What is expected: Print every row below word for word, without changing anything.

Stored data:

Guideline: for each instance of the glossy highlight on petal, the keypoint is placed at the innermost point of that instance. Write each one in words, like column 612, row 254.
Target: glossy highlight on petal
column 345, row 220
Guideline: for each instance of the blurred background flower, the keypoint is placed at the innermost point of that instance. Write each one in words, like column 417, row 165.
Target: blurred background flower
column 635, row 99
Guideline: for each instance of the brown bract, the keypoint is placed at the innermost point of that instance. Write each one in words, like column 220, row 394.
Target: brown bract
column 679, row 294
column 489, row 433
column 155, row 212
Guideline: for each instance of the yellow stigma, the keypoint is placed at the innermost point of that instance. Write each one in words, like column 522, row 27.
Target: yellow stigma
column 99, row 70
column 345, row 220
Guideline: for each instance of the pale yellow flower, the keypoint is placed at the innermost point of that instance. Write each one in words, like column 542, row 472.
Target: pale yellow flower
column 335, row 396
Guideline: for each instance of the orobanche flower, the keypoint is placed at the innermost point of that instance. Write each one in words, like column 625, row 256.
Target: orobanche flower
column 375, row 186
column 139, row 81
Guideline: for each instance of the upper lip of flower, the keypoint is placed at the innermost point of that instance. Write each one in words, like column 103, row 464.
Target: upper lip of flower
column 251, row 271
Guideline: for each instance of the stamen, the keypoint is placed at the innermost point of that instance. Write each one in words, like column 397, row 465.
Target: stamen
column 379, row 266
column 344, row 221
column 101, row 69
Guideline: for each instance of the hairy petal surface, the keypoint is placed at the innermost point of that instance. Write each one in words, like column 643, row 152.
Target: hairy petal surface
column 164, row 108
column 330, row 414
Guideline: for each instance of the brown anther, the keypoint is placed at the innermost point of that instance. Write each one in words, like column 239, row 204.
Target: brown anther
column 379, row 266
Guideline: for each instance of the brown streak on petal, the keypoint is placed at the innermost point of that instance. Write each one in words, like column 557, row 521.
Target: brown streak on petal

Response below:
Guideline: for each instance of the glossy highlight on petal, the keypoint is placed at the innermost point of that instance. Write each one in words, like column 612, row 254.
Target: glossy highlight on petal
column 345, row 220
Guideline: for each instance of the blurred background flower, the keypoint is placed at the innermost point of that instance. Write each one in words, like column 417, row 165.
Target: blurred background flower
column 635, row 99
Guideline: for each instance of the brown bract, the keypoint is placed at the innermost point of that instance. Write each one in words, like column 220, row 394.
Target: brown bract
column 679, row 294
column 489, row 433
column 155, row 212
Guideline: for each instance of the yellow stigma, the keypoint is placed at the innermost point of that instance. Write each one in words, like column 522, row 27.
Target: yellow stigma
column 99, row 70
column 345, row 220
Guideline: for each instance of the pale yellow flower, the keypoint is placed at the innermost point of that instance. Write each one in words, like column 542, row 472.
Target: pale yellow flower
column 335, row 396
Guideline: for each instance of the orobanche flower, the keypoint is placed at the innermost point of that instance. Write each one in words, like column 625, row 256.
Target: orobanche flower
column 375, row 186
column 139, row 81
Guideline: for each instance of the upper lip of flower, the keypoint is placed at the innermost point of that instance. Write each one in words, like column 103, row 464.
Target: upper lip of flower
column 251, row 271
Guideline: for each instance of the stamen, the keypoint is placed at the innermost point of that instance. Write each one in words, like column 397, row 465.
Target: stamen
column 379, row 266
column 344, row 221
column 101, row 69
Guideline: for each instance of the hairy petal surface, the keypoint is placed at the innermost point of that instance. Write each one in words, like column 643, row 152.
Target: hairy petal surface
column 164, row 108
column 330, row 414
Guideline: for each instance of the brown anther, the keypoint is placed at the innermost point of that instance. Write each one in words, like column 239, row 204.
Target: brown anther
column 379, row 266
Guideline: for each instance of the brown streak on petal, the keypoint is placed at the innermost point of that instance. Write each one in words, like column 557, row 521.
Target: brown streak on petal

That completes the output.